* **Extrait fourni**:
»»

Orson Scott commence beaucoup de séries : on aimerait, de temps en temps, qu'il en finisse une, car notre ami Alvin est depuis quelques années bloqué à un troisième livre qui le laissait à la fin de l'adolescence — si je me souviens bien —, tandis qu'Ender, des aventures duquel on nous annonce un quatrième volume, ferait mieux d'arrêter ses frasques : il a passé l'âge. Finalement, Card n'est à son aise que quand ses personnages sont des enfants, au début de l'adolescence de préférence : on remarquait déjà la tendance dans ses nouvelles des années 70 et le démarrage d'une nouvelle série, Terre des origines, pourrait être interprété comme un moyen de repartir à zéro avec un nouveau héros aussi malingre qu'adolescent, Nafai.

Comme Ender, Nafai est victime de ses grands frères, Elemak et Mebbekew qui sont, eux, sourds à la voix de l'Oversoul, satellite-ordinateur-dieu de la planète Harmony, chargé de maintenir la paix sur cette colonie humaine vieille de quarante millions d'années (!) Mais, la programmation de l'Oversoul commence à défaillir et l'Oversoul a envoyé à Nafai et son père Volemak un message : il faut quitter la ville, partir avec un petit groupe de familles et rejoindre la planète Terre. Le premier volume, Basilica, était consacré à une série d'intrigues qui opposaient divers clans dans Basilica, orgueilleuse cité des femmes, la ville de Nafai et sa famille, tandis que Nafai s'affirmait et découvrait la vraie personnalité de sa future épouse. Dans le deuxième, le Général, le départ est organisé malgré les réticences des grands frères qui ont beaucoup d'intérêts dans la ville, tandis que Basilica est envahie par une armée étrangère, ce qui complique singulièrement les choses — mais ajoute beaucoup à l'intérêt du livre, en raison de la personnalité paradoxale et fascinante du général vainqueur.

Ce troisième volume, qui décrit le voyage dans le désert depuis Basilica (l'Égypte, si vous voulez) vers la Terre Promise de la base spatiale d'une inimaginable antiquité d'où devra être entrepris le voyage spatial vers la Terre, se déroule au sein du groupe fermé qui constitue la caravan et ni porteurs, ni voleurs, ni marchands, ni même les bébés qui ne peuvent pas encore parler, n'interviennent dans les rapports entre les seize personnages, explicitement répartis par couple — que cela leur plaise ou non : l'Oversoul l'a voulu ainsi…

On retrouve donc la dynamique déjà usée des antagonismes entre frères — et beaux-frères, époux des sœurs ou demi-sœurs de tout ce beau monde… la généalogie n'est pas simple dans la société de Basilica, avec ses mariages provisoires. Elle est simplement exacerbée jusqu'aux tentatives de meurtre. Si l'essentiel du roman décrit quelques mois de cheminement, presque rien n'est consacré aux longues années qui suivent, pour le petit groupe, installé sur l'île où se trouvent les vaisseaux du titre. On devine que la vie calme, mais relativement primitive n'aura pas empêché les multiples chicaneries. Les péripéties spectaculaires d'un voyage mouvementé ne sont plus là pour soutenir le récit ! Accélération révélatrice : quand commencent les deux derniers chapitres, les enfants de la première génération sont déjà assez mûrs pour livrer eux-mêmes leur propre point de vue. Scott Card se retrouve là dans son élément naturel, avec des protagonistes enfantins dont je soupçonne qu'il les réutilisera dans les prochains volumes.

««

* **Exercice court 1**:
Restituez à l'identique ces lignes des enregistrements : commencez à la ligne qui contient "Sports-analytics tagging: mark the pale" et arrêtez-vous à la fin des enregistrements, ces deux bornes comprises.

* **Les entrées**:
»»

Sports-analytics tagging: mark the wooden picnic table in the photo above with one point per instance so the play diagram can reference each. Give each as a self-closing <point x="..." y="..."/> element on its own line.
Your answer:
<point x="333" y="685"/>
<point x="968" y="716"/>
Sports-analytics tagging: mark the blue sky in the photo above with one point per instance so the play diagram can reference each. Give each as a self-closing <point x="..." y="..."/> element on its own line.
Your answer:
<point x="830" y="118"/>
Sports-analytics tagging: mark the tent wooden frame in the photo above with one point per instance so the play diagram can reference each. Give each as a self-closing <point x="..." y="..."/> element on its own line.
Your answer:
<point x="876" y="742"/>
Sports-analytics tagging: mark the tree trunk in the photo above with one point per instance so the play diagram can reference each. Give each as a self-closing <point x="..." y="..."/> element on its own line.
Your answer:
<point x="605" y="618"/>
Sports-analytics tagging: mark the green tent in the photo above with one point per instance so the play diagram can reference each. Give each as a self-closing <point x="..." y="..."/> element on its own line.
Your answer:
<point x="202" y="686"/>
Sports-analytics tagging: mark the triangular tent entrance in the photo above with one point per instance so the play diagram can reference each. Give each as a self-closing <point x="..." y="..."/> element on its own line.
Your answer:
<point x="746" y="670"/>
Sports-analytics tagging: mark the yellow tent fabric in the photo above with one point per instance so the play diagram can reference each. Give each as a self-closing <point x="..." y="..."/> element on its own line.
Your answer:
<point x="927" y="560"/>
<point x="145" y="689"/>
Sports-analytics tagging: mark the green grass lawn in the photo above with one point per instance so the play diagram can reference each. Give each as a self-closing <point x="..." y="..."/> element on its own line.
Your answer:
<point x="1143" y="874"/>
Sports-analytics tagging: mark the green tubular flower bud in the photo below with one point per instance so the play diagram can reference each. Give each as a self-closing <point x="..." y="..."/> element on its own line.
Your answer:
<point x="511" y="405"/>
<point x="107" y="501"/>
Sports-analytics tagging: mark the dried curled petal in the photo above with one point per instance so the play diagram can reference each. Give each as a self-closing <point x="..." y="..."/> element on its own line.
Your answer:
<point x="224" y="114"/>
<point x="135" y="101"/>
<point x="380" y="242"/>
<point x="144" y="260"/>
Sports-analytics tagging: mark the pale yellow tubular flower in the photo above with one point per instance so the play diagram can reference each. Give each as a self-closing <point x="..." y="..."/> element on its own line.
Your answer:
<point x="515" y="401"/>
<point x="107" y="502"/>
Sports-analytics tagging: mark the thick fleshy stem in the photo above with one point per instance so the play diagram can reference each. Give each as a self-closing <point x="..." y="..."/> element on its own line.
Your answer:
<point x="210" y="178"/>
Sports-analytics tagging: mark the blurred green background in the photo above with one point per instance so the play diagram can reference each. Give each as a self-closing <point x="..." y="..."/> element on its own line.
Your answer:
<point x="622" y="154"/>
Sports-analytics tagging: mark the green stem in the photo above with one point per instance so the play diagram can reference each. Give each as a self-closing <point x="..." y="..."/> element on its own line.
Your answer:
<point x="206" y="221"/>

««

* **Exercice court 2**:
Recopiez sans rien changer le passage de la critique du cycle Terre des origines qui commence aux mots "Orson Scott commence" et se termine après "malingre qu'adolescent, Nafai.".

* **Sortie complète 1**:
Sports-analytics tagging: mark the pale yellow tubular flower in the photo above with one point per instance so the play diagram can reference each. Give each as a self-closing <point x="..." y="..."/> element on its own line.
Your answer:
<point x="515" y="401"/>
<point x="107" y="502"/>
Sports-analytics tagging: mark the thick fleshy stem in the photo above with one point per instance so the play diagram can reference each. Give each as a self-closing <point x="..." y="..."/> element on its own line.
Your answer:
<point x="210" y="178"/>
Sports-analytics tagging: mark the blurred green background in the photo above with one point per instance so the play diagram can reference each. Give each as a self-closing <point x="..." y="..."/> element on its own line.
Your answer:
<point x="622" y="154"/>
Sports-analytics tagging: mark the green stem in the photo above with one point per instance so the play diagram can reference each. Give each as a self-closing <point x="..." y="..."/> element on its own line.
Your answer:
<point x="206" y="221"/>

* **Sortie complète 2**:
Orson Scott commence beaucoup de séries : on aimerait, de temps en temps, qu'il en finisse une, car notre ami Alvin est depuis quelques années bloqué à un troisième livre qui le laissait à la fin de l'adolescence — si je me souviens bien —, tandis qu'Ender, des aventures duquel on nous annonce un quatrième volume, ferait mieux d'arrêter ses frasques : il a passé l'âge. Finalement, Card n'est à son aise que quand ses personnages sont des enfants, au début de l'adolescence de préférence : on remarquait déjà la tendance dans ses nouvelles des années 70 et le démarrage d'une nouvelle série, Terre des origines, pourrait être interprété comme un moyen de repartir à zéro avec un nouveau héros aussi malingre qu'adolescent, Nafai.